**Task:** Filter the data below and copy out each line that contains the string "seaweed".

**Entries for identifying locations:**
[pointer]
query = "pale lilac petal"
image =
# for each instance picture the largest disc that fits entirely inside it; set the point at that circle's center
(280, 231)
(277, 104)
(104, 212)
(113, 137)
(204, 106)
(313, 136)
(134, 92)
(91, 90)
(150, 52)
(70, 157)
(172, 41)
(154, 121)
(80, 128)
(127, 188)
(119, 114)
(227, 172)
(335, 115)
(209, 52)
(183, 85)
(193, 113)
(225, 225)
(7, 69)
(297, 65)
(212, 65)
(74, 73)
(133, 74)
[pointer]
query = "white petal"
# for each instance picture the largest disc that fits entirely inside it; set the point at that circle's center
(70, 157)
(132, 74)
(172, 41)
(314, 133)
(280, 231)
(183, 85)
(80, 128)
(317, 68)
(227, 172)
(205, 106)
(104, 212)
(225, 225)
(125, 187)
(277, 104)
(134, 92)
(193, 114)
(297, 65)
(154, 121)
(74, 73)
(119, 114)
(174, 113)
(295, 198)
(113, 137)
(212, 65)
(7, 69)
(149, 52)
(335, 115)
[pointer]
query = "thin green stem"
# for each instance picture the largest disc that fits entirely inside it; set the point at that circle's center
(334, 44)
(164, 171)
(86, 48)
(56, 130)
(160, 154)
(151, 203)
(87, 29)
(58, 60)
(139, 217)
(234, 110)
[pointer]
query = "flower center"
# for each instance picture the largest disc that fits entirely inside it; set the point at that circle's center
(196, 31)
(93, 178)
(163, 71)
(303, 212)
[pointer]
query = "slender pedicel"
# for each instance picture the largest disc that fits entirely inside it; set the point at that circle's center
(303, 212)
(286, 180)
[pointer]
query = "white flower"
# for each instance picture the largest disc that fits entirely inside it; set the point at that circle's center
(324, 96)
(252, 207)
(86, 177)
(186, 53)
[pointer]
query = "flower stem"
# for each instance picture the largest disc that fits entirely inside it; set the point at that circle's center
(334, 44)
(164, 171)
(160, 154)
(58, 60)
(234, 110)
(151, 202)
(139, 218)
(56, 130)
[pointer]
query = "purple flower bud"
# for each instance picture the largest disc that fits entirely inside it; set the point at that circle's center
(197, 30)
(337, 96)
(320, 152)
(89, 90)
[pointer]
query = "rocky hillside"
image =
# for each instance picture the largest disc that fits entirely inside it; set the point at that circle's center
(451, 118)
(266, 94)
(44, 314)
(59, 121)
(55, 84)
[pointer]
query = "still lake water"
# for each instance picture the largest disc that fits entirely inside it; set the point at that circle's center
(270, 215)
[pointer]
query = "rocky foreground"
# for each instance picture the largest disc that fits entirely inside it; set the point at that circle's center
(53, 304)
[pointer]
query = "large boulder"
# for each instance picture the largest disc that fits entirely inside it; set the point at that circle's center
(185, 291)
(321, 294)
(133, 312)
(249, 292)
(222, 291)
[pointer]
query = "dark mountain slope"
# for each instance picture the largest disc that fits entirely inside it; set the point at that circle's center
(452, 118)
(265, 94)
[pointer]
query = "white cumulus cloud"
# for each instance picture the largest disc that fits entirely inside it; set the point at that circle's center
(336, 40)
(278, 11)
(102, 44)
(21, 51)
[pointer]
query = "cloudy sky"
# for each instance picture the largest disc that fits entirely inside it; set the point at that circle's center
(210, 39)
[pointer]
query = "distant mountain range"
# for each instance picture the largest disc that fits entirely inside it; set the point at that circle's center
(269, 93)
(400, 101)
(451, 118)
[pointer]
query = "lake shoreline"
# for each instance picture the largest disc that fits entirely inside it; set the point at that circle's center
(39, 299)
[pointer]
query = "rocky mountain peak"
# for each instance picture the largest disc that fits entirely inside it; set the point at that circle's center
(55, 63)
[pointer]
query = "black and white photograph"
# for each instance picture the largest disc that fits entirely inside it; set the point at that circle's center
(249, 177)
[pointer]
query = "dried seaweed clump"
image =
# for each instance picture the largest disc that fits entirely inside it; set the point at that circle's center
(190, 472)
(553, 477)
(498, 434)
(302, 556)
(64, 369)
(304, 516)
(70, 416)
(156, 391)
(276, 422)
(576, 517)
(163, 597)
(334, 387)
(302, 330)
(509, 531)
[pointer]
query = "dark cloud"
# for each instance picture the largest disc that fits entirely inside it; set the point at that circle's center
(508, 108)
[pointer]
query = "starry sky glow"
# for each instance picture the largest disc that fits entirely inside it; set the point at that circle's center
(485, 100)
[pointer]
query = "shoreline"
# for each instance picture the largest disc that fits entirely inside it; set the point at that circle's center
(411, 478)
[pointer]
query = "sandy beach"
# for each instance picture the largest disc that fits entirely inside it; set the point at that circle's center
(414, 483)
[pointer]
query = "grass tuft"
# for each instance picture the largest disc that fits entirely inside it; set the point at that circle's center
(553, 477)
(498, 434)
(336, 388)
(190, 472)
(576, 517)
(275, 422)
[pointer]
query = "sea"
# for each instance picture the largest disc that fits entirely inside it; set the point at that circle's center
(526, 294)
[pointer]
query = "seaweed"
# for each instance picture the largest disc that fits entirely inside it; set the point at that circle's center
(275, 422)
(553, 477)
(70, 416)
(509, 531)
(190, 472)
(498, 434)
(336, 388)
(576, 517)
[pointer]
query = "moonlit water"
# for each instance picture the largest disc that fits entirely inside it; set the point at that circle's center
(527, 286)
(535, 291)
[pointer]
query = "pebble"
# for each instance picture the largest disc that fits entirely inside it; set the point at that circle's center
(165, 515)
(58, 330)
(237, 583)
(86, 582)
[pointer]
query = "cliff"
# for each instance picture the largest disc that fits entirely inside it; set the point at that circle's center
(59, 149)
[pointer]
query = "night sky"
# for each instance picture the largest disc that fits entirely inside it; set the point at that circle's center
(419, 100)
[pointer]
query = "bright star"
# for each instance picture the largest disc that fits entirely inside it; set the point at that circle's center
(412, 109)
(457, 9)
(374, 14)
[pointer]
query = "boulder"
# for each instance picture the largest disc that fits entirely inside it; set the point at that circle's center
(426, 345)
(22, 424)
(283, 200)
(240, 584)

**Worked answer:**
query = "dried seaweed clump"
query = "seaweed"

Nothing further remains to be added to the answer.